Source text:
★ ★ ★ ★
Indexing In UCL
I’ve been thinking a little about how to support indexing in UCL, as in
getting elements from a list or keyed values from a map. There already
exists an index
builtin that does this, but I’m wondering if this can
be, or even should be, supported in the language itself.
I’ve reserved .
for this, and it’ll be relatively easy to make use
of it to get map fields. But I do have some concerns with supporting
list element dereferencing using square brackets. The big one being that
if I were to use square brackets the same way that many other languages
do, I suspect (although I haven’t confirmed) that it could lead to the
parser treating them as two separate list literals. This is because the
scanner ignores whitespace, and there’s no other syntactic indicators
to separate arguments to proc calls, like commas:
echo $x[4] --> echo $x [4]
echo [1 2 3][2] --> echo [1 2 3] [2]
So I’m not sure what to do here. I’d like to add support for .
for
map fields but it feels strange doing that just that and having nothing
for list elements.
I can think of three ways to address this.
Do Nothing — the first option is easy: don’t add any new syntax to
the language and just rely on the index
builtin. TCL does with
lindex, as does Lisp with nth, so I’ll be in good company
here.
Use Only The Dot — the second option is to add support for the dot
and not the square brackets. This is what the Go templating language
does for keys of maps or structs fields. They also have an index
builtin too, which will work with slice elements.
I’d probably do something similar but I may extend it to support index
elements. Getting the value of a field would be what you’d expect, but
to get the element of a list, the construct .(x)
★ ★ ★ ★
Stored data:
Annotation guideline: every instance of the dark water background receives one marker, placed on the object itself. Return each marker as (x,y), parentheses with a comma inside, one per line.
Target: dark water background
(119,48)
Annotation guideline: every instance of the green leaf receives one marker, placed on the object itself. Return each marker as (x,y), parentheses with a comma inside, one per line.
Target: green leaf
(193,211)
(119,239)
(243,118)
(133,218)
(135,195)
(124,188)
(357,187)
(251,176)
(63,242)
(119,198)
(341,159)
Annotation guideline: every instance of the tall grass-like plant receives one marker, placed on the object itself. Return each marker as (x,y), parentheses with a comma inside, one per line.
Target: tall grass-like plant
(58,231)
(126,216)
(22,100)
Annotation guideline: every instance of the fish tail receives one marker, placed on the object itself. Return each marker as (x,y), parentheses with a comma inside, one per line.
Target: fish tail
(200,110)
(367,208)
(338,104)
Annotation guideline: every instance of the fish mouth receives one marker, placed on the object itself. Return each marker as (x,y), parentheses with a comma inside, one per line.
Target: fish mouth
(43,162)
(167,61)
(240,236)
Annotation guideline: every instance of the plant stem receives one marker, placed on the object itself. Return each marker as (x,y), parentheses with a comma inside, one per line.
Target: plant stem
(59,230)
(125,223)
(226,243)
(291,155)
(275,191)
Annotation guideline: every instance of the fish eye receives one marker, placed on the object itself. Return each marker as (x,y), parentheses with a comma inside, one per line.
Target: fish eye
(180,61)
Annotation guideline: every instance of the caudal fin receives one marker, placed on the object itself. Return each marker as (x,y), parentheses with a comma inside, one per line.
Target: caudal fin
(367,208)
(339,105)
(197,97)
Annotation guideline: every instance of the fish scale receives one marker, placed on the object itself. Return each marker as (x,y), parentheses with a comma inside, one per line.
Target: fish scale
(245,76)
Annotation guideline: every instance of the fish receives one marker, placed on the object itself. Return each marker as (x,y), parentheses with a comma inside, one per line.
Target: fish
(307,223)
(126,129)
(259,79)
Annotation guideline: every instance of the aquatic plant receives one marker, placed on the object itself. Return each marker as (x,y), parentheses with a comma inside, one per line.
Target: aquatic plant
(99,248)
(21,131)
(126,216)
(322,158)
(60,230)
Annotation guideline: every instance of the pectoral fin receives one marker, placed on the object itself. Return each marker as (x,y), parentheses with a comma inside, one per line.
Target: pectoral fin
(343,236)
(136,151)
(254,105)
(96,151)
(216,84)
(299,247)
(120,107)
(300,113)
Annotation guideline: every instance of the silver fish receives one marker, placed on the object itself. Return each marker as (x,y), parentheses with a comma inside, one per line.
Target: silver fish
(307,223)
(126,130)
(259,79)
★ ★ ★ ★
Required tasks:
1. Reproduce word for word the part of the post on indexing in UCL that begins at "for this, and" and stops after "for list elements.".
2. Extend the post on indexing in UCL, picking up from the point where it stops.

Answers to the problems:
1.
for this, and it’ll be relatively easy to make use
of it to get map fields. But I do have some concerns with supporting
list element dereferencing using square brackets. The big one being that
if I were to use square brackets the same way that many other languages
do, I suspect (although I haven’t confirmed) that it could lead to the
parser treating them as two separate list literals. This is because the
scanner ignores whitespace, and there’s no other syntactic indicators
to separate arguments to proc calls, like commas:
echo $x[4] --> echo $x [4]
echo [1 2 3][2] --> echo [1 2 3] [2]
So I’m not sure what to do here. I’d like to add support for .
for
map fields but it feels strange doing that just that and having nothing
for list elements.

2.
can be used:
echo $x.hello \# returns the "hello" field
echo $x.(4) \# returns the forth element of a list
One benefit of this could be that the .(x)
construct would itself be a
pipeline, meaning that string and calculated values could be used as
well:
echo $x.("hello")
echo $x.($key)
echo $x.([1 2 3] | len)
echo $x.("hello" | toUpper)
I can probably get away with supporting this without changing the scanner or compromising the language design too much. It would be nice to add support for ditching the dot completely when using the parenthesis, a.la. BASIC, but I’d probably run into the same issues as with the square brackets if I did, so I think that’s out.
Use Parenthesis To Be Explicit — the last option is to use square brackets, and modify the grammar slightly to only allow the use of suffix expansion within parenthesis. That way, if you’d want to pass a list element as an argument, you have to use parenthesis:
echo ($x[4]) \# forth element of $x
echo $x[4] \# $x, along with a list containing "4"
This is what you’d see in more functional languages like Elm and I think Haskell. I’ll have see whether this could work with changes to the scanner and parser if I were to go with this option. I think it may be achievable, although I’m not sure how.
An alternative way might be to go the other way, and modify the grammar rules so that the square brackets would bind closer to the list, which would mean that separate arguments involving square brackets would need to be in parenthesis:
echo $x[4] \# forth element of $x
echo $x ([4]) \# $x, along with a list containing "4"
Or I could modify the scanner to recognise whitespace characters and use that as a guide to determine whether square brackets following a value. At least one space means the square bracket represent a element suffix, and zero mean two separate values.
So that’s where I am at the moment. I guess it all comes down to what works best for the language as whole. I can live with option one but it would be nice to have the syntax. I rather not go with option three as I’d like to keep the parser simple (I rather not add to all the new-line complexities I’ve have already).
Option two would probably be the least compromising to the design as a whole, even if the aesthetics are a bit strange. I can probably get use to them though, and I do like the idea of index elements being pipelines themselves. I may give option two a try, and see how it goes.
Anyway, more on this later.